------ DATA
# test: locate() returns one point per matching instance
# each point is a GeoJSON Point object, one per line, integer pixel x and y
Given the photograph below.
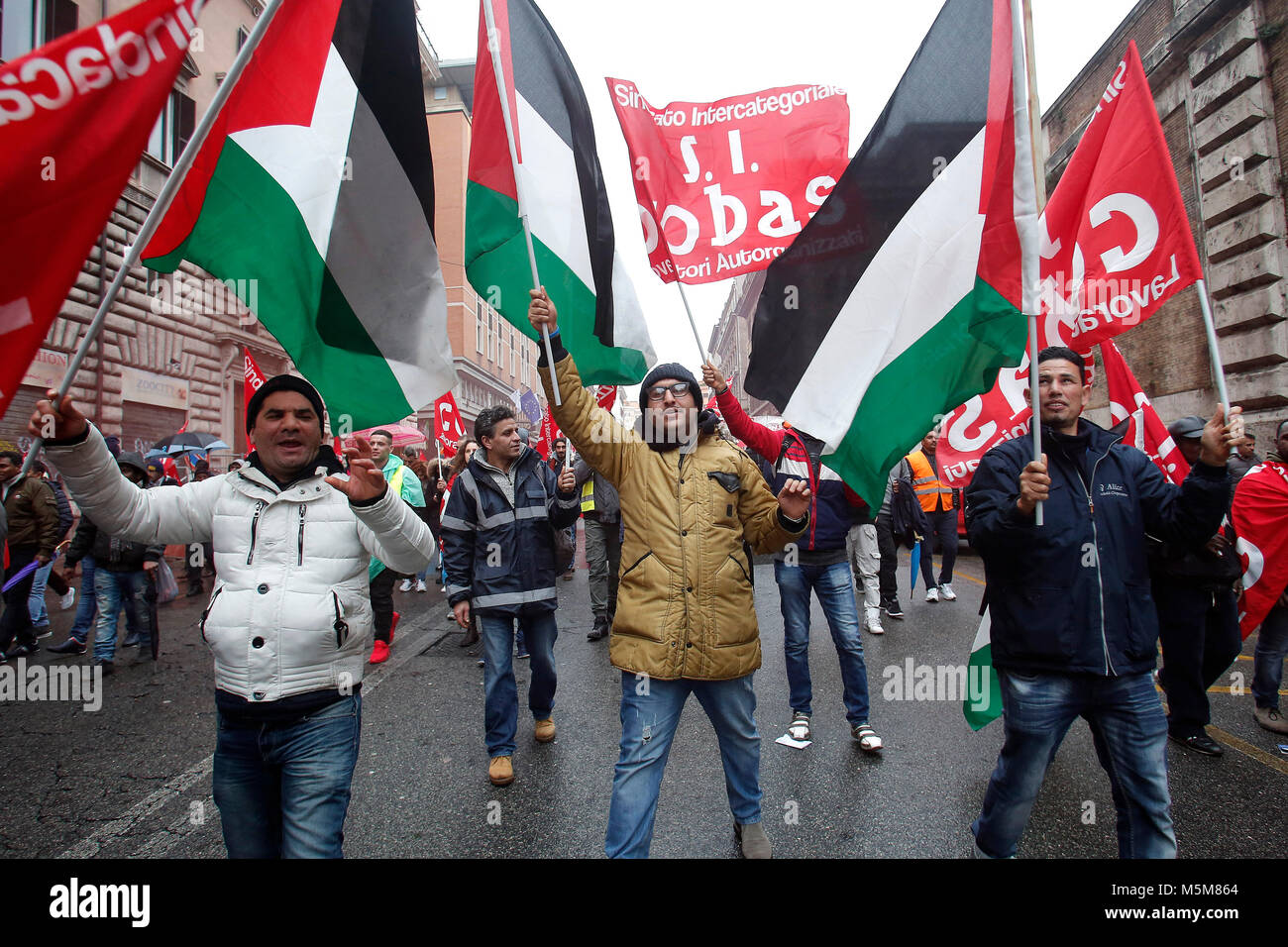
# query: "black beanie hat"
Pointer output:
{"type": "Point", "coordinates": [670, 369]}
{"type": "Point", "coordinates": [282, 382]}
------------
------ DATA
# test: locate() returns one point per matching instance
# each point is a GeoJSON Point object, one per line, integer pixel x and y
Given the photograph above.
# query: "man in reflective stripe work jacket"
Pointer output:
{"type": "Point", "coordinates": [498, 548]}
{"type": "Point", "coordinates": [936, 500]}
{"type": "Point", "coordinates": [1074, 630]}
------------
AIM OF THE TASK
Please filter the rows above and copy out every line that contains the string "query".

EXERCISE RESULT
# query: "black beanie hat"
# query: "man in reflective stripe work jacket"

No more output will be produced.